* Record excerpts:
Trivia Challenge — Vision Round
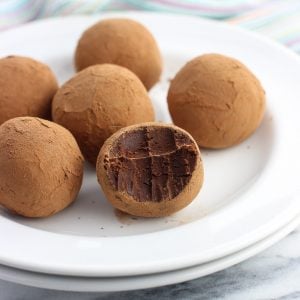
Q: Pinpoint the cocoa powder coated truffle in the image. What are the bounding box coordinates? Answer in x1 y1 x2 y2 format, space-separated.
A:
52 64 154 164
75 19 162 90
168 54 265 148
0 117 83 217
0 56 58 125
97 123 203 217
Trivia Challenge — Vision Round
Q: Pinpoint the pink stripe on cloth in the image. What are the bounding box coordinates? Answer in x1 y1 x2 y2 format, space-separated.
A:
151 0 254 13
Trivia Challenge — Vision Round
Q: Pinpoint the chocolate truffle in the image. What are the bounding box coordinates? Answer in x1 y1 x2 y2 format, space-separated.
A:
0 56 58 125
52 64 154 164
168 54 265 148
97 123 203 217
0 117 83 217
75 19 162 90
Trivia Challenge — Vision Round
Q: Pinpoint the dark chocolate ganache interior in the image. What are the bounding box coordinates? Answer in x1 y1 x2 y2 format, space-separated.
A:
104 126 198 202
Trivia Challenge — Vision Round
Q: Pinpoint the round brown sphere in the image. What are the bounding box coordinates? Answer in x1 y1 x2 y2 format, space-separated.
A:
52 64 154 164
168 54 265 148
97 123 203 217
0 56 58 125
0 117 83 217
75 19 162 90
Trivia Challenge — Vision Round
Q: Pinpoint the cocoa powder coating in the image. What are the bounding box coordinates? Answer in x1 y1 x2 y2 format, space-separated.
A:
0 56 58 125
97 123 203 217
0 117 83 217
75 19 162 90
52 64 154 164
168 54 265 148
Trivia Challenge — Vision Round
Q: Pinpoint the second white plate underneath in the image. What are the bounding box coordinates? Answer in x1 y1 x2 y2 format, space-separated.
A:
0 216 300 292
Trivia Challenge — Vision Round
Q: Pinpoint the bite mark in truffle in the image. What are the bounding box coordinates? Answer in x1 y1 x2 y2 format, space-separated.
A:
97 122 203 217
105 128 197 202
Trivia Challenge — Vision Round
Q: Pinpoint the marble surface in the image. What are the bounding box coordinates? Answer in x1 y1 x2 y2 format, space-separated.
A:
0 228 300 300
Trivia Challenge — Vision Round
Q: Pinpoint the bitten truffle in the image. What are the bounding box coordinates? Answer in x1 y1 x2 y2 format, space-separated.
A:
75 19 162 90
0 117 83 217
0 56 58 125
168 54 265 148
97 123 203 217
52 64 154 164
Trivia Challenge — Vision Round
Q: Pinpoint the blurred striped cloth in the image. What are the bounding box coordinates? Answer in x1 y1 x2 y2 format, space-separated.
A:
0 0 300 54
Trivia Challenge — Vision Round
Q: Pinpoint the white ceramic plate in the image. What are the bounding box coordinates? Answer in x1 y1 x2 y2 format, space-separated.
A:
0 216 300 292
0 13 300 277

* Task objective:
Return the listing from its start through the line with "104 126 198 202", both included, copied exactly as it stands. Leave the pictures out of your answer.

* Result of the task:
Trivia Challenge — Vision Round
Q: Pinpoint the cocoa powder coated truffle in the image. What are the bounding box coordinates? Answer in x1 y1 x2 y2 format, space-separated.
A:
52 64 154 164
75 19 162 90
168 54 265 148
0 117 83 217
0 56 58 125
97 123 203 217
Trivia Challenge — Vision Round
Q: Pinpoint the pink stripe on cloth in the image. What are the bounding box coordinates? Answer in x1 y1 x2 y2 format, space-separated.
A:
151 0 254 13
Trivia Challenge — Vision Round
Q: Pinpoint the chocolate truffle in the image. What are the bounding box coordinates? Answer in x1 y1 x2 y2 format, space-separated.
A:
0 56 58 125
52 64 154 164
168 54 265 148
97 123 203 217
0 117 83 217
75 19 162 90
Trivia Challenge — Vision Round
Q: Pinpoint the dark chocolate ganache interior in the image. What are the bounding box coordinates? Answer in x1 y1 x2 y2 format, space-separated.
A:
104 126 198 202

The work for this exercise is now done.